[Dataset records]
________________

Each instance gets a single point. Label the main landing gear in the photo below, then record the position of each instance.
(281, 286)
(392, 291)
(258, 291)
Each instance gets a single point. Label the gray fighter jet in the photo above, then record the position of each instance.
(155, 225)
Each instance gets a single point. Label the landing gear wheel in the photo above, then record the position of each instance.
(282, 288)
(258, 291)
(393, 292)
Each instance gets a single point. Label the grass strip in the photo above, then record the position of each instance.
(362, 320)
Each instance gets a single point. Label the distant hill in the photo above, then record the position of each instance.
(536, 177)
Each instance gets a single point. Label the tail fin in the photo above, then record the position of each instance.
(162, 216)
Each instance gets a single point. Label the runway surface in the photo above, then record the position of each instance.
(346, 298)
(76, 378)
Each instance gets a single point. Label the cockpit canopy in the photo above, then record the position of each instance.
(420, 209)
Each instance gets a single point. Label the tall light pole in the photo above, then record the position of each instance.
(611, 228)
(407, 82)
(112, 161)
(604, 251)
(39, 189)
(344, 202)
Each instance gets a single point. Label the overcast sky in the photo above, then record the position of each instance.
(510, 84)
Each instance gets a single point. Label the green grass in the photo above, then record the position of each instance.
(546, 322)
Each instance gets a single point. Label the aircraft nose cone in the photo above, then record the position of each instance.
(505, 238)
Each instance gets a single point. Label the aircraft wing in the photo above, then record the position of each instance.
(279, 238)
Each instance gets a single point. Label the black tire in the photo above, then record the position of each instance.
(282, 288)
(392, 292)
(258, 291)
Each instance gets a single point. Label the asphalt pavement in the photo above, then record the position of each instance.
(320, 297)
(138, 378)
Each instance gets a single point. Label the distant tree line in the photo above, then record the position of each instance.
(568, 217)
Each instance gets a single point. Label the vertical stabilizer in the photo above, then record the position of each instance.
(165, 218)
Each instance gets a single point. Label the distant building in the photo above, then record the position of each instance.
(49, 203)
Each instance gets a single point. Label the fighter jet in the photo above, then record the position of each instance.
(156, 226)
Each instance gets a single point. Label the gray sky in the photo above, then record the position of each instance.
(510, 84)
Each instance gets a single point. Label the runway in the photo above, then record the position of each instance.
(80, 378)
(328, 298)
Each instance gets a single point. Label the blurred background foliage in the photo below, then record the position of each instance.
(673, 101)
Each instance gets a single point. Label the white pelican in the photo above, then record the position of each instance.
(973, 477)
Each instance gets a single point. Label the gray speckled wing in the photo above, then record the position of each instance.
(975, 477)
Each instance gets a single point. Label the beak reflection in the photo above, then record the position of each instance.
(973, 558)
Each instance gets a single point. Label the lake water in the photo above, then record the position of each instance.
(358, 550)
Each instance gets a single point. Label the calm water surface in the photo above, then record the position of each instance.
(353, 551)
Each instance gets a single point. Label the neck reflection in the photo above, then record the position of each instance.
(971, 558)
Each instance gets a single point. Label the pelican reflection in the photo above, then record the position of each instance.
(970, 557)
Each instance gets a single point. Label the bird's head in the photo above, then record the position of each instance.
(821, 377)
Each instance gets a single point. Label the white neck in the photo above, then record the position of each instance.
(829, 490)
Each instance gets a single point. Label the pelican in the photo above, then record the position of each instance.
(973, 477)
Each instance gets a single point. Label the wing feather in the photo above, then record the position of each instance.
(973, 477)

________________

▶ Exercise aim
Retype every record above exactly as written.

▶ Exercise result
Each instance gets a single point. Label the main landing gear in the photo below, then record the position of each instance.
(281, 286)
(392, 291)
(258, 291)
Each instance gets a single point. Label the gray fighter jet in the photo above, then record the position of each instance.
(155, 225)
Each instance gets a single point. Label the landing gear wheel in the photo above, then record the position of each instance.
(282, 288)
(258, 291)
(393, 292)
Each instance gets a single point. Label the grass strip in the photo above, then record the position of each instance.
(362, 320)
Each instance gets a single point. Label the distant hill in the photo above, then record the position of each instance.
(536, 177)
Each instance gets a single point. Label the tail fin in the photo above, then record the position of each instance.
(162, 216)
Each instance gets a single point. Label the runway surface in the photo above, then record the position of each instance.
(346, 298)
(76, 378)
Each instance gets a single point. Label the cockpit canopy in the photo above, then record the position of each instance.
(420, 209)
Each instance gets a single point. Label the tall light pole in the photo above, then record the position of each instance.
(611, 228)
(407, 82)
(112, 161)
(604, 251)
(39, 189)
(344, 202)
Each instance gets a single point. Label the overcast sky in the photo above, then record the position of each instance.
(510, 84)
Each instance gets a single point. Label the green grass in the photo above, then record the position of each instance.
(546, 322)
Each instance gets a single point. Label the aircraft nose cone in the photo above, then record the position of each instance.
(505, 238)
Each instance gets a single point. Label the aircraft wing in the photo above, then record the position of each instance.
(279, 238)
Each instance gets a single point. Label the black tire in the photo above, then record the position of each instance.
(282, 288)
(392, 292)
(258, 291)
Each instance gets a single point. Label the asphalt pavement in the photo above, then record the position of each instance.
(320, 297)
(138, 378)
Each instance gets a single point. Label the distant tree line in the photo above, then record the position of each instance.
(568, 217)
Each instance gets a single point. Label the vertical stabilizer in the photo above, then record the position of each instance.
(165, 218)
Each instance gets a single point. Label the distant building in the photo above, then record the position of each instance.
(49, 203)
Each instance gets a single point. Label the fighter jet in the photo above, then record the position of each instance.
(156, 226)
Each instance gets a single point. Label the gray sky in the photo above, then record the position of each instance.
(510, 84)
Each instance gets a single point. Label the runway in the photo above, then record the position of each instance.
(80, 378)
(328, 298)
Each instance gets a single point. Label the blurred background foliage in the photo below, then record the position of each instance.
(673, 101)
Each instance gets a single point. Label the white pelican in the photo above, then record the position of each instance.
(973, 477)
Each instance gets a single point. Label the gray speckled wing in the photo above, then record the position of each instance.
(975, 477)
Each instance gets a single point. Label the beak reflection in the photo above, then record the position of each instance.
(973, 558)
Each instance gets a single point. Label the lake water in the photo above, then record the position of each instance.
(358, 550)
Each instance gets a single point. Label the calm water surface in the photo above, then record the position of each instance.
(353, 551)
Each instance gets a single point. Label the neck reflection in the photo above, then record the position of each instance.
(971, 558)
Each instance gets a single point. Label the pelican reflection in the photo above, then record the position of each instance.
(970, 557)
Each instance gets a single point. Label the bird's head in the photo above, then record the position of each instance.
(821, 377)
Each instance gets a single point. Label the white neck in the photo above, then record the position of each instance.
(829, 490)
Each instance gets a single point. Label the pelican in the photo above, then record the position of each instance.
(973, 477)
Each instance gets a single point. Label the wing feather in the photo above, then record the position of each instance.
(973, 477)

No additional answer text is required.